# Teks Dokumen
################

Wilayah Banjar Pahuluan dulu pernah menjadi ibukota kerajaan Banjar Hindu. Ibukota kerajaan pernah berpusat di Amuntai (Candi Agung) dan Margasari Rantau. Namun, masuknya Islam di abad ke-16 dengan berdirinya Kerajaan Banjar di Kuin mengubah peta konsentrasi penduduk. Wilayah perkotaan menjadi berpusat di daerah Muara.

Sehingga, jika kita lihat kategori masyarakatnya secara sosiologis, 'kelas menengah' akan banyak berada di wilayah Muara Sungai, terutama Banjarmasin. Mengapa? Sebab posisinya strategis, berada di Muara Sungai yang berarti membuka hubungan dengan pihak luar. Ini sebabnya dari dulu Banjarmasin terkenal sebagai kota perdagangan.

Sementara itu, pada abad ke-18, Kesultanan Banjar memindahkan pusat pemerintahannya ke Martapura (dulu bernama Kayutangi). Di era inilah lahir seorang ulama kenamaan, Syekh Arsyad Al-Banjari yang berdakwah dari Dalam Pagar (tanah yang diberikan oleh Sultan Rahmatillah). Sehingga, secara sosiologis ini menjelaskan mengapa wilayah Martapura sangat religius dan sangat fanatik dengan ulamanya.

Pembentukan 'style' faham keagamaan masyarakat Banjar, menurut saya, berakar dari tipologi ini. Jika kita simpulkan secara linear, seharusnya dengan interaksinya yang mudah dengan pihak luar, Banjarmasin akan sangat 'modernis'.

################

# Tugas yang Dikerjakan
A. Tentukan apakah setiap pernyataan berikut sesuai dengan teks tentang sejarah wilayah Banjar: (i) Kesultanan Banjar memindahkan pusat pemerintahannya ke Martapura pada abad ke-18; (ii) Islam masuk ke wilayah Banjar pada abad ke-14; (iii) Dalam Pagar merupakan tanah pemberian Sultan Rahmatillah. Jawab tiap pernyataan dengan ya atau tidak, disertai kutipan persis dari teks yang menjadi penentunya.
B. Salin dengan tepat bagian teks tentang sejarah wilayah Banjar dari "Sehingga, jika kita" sampai "sebagai kota perdagangan.".

################

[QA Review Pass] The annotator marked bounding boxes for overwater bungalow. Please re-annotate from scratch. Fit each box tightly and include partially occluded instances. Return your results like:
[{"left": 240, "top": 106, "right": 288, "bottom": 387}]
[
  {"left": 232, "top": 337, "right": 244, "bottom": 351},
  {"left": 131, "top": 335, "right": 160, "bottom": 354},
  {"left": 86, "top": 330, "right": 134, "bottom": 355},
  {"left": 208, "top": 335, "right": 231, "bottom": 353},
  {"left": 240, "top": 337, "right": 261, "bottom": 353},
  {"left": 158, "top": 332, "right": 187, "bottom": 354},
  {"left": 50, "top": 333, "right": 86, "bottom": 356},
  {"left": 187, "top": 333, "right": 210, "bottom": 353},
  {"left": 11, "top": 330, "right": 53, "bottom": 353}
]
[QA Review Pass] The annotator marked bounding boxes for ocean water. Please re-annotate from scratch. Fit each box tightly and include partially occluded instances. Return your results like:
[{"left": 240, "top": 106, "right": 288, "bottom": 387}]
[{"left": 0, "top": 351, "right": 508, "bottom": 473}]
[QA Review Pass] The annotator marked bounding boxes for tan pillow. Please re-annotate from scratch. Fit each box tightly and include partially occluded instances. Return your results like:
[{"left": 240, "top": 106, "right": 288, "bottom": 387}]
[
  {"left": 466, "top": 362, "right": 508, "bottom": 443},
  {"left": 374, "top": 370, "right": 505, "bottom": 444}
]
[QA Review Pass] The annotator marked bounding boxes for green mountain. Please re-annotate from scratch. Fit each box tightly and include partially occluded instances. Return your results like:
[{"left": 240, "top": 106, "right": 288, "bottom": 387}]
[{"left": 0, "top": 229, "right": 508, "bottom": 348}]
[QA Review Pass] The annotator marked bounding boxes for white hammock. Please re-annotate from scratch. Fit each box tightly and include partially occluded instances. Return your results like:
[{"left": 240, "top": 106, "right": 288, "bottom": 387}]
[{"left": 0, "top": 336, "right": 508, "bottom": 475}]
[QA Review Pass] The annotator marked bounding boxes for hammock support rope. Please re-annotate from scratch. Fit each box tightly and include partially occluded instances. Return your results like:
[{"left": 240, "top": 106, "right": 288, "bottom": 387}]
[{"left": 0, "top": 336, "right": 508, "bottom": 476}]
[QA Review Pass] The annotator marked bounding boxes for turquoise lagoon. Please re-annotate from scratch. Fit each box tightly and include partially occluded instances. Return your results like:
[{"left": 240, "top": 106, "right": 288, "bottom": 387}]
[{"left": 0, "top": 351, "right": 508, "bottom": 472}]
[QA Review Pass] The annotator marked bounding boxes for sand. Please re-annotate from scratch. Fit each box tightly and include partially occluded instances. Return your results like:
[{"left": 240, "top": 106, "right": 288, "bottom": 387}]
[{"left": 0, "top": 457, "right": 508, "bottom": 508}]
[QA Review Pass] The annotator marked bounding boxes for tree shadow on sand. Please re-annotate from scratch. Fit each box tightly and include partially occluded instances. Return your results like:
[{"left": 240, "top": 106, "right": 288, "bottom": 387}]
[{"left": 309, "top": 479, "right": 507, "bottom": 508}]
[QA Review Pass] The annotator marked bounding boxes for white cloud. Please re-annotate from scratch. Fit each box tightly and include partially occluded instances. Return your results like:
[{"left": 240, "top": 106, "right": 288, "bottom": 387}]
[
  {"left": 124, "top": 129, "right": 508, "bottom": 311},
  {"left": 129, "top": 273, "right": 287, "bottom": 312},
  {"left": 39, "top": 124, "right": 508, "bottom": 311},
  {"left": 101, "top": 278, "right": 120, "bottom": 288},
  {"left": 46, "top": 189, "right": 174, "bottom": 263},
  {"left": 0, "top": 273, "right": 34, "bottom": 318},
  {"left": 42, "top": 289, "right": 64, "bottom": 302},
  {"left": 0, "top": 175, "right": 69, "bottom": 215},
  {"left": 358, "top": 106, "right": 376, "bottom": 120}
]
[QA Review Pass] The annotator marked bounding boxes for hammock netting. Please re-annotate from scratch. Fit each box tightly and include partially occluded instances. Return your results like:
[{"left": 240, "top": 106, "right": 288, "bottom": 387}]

################

# Penyelesaian Soal
A.
(i) Ya: "pada abad ke-18, Kesultanan Banjar memindahkan pusat pemerintahannya ke Martapura"
(ii) Tidak: "masuknya Islam di abad ke-16"
(iii) Ya: "Dalam Pagar (tanah yang diberikan oleh Sultan Rahmatillah)"

B.
Sehingga, jika kita lihat kategori masyarakatnya secara sosiologis, 'kelas menengah' akan banyak berada di wilayah Muara Sungai, terutama Banjarmasin. Mengapa? Sebab posisinya strategis, berada di Muara Sungai yang berarti membuka hubungan dengan pihak luar. Ini sebabnya dari dulu Banjarmasin terkenal sebagai kota perdagangan.